I HAVE NEVER BEEN BUSIER .


----------



## P. Waller (Jul 30, 2018)

If you have superior equipment to the glass manufacturer Corning, assuming that you do not mean Billy Joe Corning's lawn mower repair shop you are well ahead of the game, good on ya.


----------



## RIMSPOKE (Jul 31, 2018)

P. Waller said:


> If you have superior equipment to the glass manufacturer Corning, assuming that you do not mean Billy Joe Corning's lawn mower repair shop you are well ahead of the game, good on ya.



CORNING OPERATES A LOT OF DIFFERENT PLANTS . 
THE ONE I WORK AT DOES PLASTIC EXTRUSION & MOLDING AND IS EXPANDING TO INCLUDE 
THE VALOR GLASS VIALS . 

THE PROBLEM WITH THEIR SHOP IS A LACK OF SHEET METAL EQUIPMENT AS WELL AS WHAT I CONSIDER BASIC ITEMS . 
WHAT WOULD YOU DO IF THEY GAVE YOU A JOB THAT WOULD BE EASYILLY DONE WITH A COLLET INDEXER 
BUT THEY DON'T HAVE ONE ? I BRING MINE TO WORK . 

I AM GOING IN TO WORK TODAY WITH SOME SHEET METAL BRACKETS I MADE LAST NIGHT . 
SIMPLE PARTS IF YOU HAVE A SHEAR & BRAKE BUT THEY DON'T AND WHAT TOOK BE 15 MINUTES AT HOME 
WOULD TAKE HOURS TO CUT OUT ON A MILL .   

THEY DON'T KEEP A LOT OF STOCK ON HAND . INSTEAD THEY ORDER WHATEVER THEY NEED AT THE TIME . 
I ACTUALLY HAVE MORE AT HOME IN MY PRIVATE STOCK THAN THEY DO AT WORK ! 

I AM ADDRESSING THESE ISSUES WITH MANAGEMENT , 'TILL THEN I DON'T MIND 
DOING A LITTLE ON THE SIDE TO GET THE JOB DONE .


----------



## MarkM (Aug 1, 2018)

I have enjoyed this read from the different perspectives.  Times are changing constantly it seems these days.  Markets are global but there is stil alot of operations that need general machining.  Take the quarry down the rd.  Use to do line boring work for them.  Alot of simple work came along with it.  The line boring work got the company I worked for in the door.   I ve been out along time and now that service isn t available locally.  So they call Cat and pay through there teeth easily more than double what they use to pay.  I d love to be set up for it.  Problem is the two or three grand for the mag drill is behind a whole lot of other stuff.  The line boring is just one card though!  Not enough to make a living.  So I can start on making some of the stuff for the time being.   There has to be more cards though.  It s a hard go when the mentality isn t what it used to be.  We throw away and buy new but there is still alot of equipment out there that needs to be maintained.      Cnc has to be for sure in the game just for the arcs and radiuses.  It all isn t cheap and hard to put those cards down.  If one does it has to be full committment and yes stay away from credit.  A great and very inspirational quote from another forum that makes alot of sense to me!  Don t worry about perfection! Worry about progress or you ll never get your feet off the ground!


----------



## P. Waller (Aug 1, 2018)

RIMSPOKE said:


> CORNING OPERATES A LOT OF DIFFERENT PLANTS .
> THE ONE I WORK AT DOES PLASTIC EXTRUSION & MOLDING AND IS EXPANDING TO INCLUDE
> THE VALOR GLASS VIALS .
> 
> ...


They pay you handsomely for this I imagine.

Supplied records —
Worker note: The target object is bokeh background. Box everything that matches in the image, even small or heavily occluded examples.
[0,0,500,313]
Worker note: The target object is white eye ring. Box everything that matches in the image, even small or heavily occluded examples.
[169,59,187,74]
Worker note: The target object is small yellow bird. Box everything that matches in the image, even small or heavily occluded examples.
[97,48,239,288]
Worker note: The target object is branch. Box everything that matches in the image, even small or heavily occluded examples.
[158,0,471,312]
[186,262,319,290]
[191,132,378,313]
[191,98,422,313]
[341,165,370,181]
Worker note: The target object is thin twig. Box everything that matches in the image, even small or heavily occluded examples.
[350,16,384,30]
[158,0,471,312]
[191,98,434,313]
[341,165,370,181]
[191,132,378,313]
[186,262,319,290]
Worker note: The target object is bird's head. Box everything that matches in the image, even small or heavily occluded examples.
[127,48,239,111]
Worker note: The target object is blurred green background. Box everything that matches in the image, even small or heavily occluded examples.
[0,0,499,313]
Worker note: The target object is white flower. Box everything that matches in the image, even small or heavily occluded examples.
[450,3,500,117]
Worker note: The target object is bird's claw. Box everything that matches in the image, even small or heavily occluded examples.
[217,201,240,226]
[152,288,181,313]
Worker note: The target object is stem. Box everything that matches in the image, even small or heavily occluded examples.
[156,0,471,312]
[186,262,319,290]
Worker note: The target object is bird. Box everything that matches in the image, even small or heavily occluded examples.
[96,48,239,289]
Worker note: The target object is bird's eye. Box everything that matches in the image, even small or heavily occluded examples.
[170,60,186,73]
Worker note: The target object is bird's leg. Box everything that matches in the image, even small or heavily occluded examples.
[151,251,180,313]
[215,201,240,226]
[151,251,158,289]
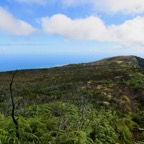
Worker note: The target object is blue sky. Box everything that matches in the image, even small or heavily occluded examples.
[0,0,144,71]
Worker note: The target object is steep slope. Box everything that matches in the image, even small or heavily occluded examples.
[0,56,144,144]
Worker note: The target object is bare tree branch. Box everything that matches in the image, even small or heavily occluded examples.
[9,70,19,139]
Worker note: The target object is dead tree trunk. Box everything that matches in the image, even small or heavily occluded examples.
[10,70,19,139]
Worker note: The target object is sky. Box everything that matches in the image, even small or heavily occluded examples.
[0,0,144,71]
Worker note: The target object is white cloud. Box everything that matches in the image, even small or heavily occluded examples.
[15,0,57,5]
[92,0,144,14]
[15,0,144,14]
[61,0,144,14]
[41,14,108,41]
[41,14,144,46]
[109,16,144,45]
[0,7,36,35]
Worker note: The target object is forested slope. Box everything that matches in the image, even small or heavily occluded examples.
[0,56,144,144]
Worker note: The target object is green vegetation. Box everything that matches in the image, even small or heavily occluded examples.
[0,56,144,144]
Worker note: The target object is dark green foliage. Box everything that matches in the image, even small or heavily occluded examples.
[0,56,144,144]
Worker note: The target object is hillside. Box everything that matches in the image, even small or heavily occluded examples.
[0,56,144,144]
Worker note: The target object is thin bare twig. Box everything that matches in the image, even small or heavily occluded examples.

Short task 1 — Write out the records verbatim from their start through the line containing "[0,0,500,313]".
Short task 2 — Take the forum thread on machining work and shop equipment further, picking up after its final post.

Exercise response 1 —
Worker note: The target object is bokeh background. Box everything that matches in the image, even small or heavily occluded examples.
[0,0,500,313]

Exercise response 2 —
----------



## MarkM (Aug 2, 2018)

I mentioned earlier about sharpening knives. Had a few to do and everyone likes pics. Also taking a few drills with me to see someone about sharpening drills. A glass company. They Do alot of aluminum extrusion so taking three drills. All different angles 110, 125 and 135. The 110 has a lip angle of 14 the 135 has 9.  All four facet grind.  I m just mickey mouse really in a small town. Nobody is doing it though.  Anyways here are some pics.


----------



## francist (Aug 2, 2018)

Very cool! The itinerant knife and scissor sharpener man still exists! 

There is hope for the world yet....

-frank


----------



## MarkM (Aug 3, 2018)

It just another way for something to be steady. Where I am there is no production whatsoever.  Six to Eight week rotation with the knives.    I got my foot in the door on more than one occasion with some drills.  Do I make much off of them no but it has led to doing actual machine work being in contact with them doing the drills.  Doing what I can to,get up and going.  Moved out here over twenty years ago as a machinist after a vacation.  No one around but me so Trying to figure a way so the sharpening came along as I know it s going to take years and alot of of dollars to be a full rounded machine shop.


----------



## warrjon (Aug 3, 2018)

The sad part down under is that as the old engineering shop owners retire they can not sell their businesses and end up auctioning off all the plant and equipment, I am going to a such auction on Tuesday. In Australia we are loosing the ability to make anything. I remember my father who owned an injection molding shop said to mum he can buy new pellets from China cheaper than he could re-grind.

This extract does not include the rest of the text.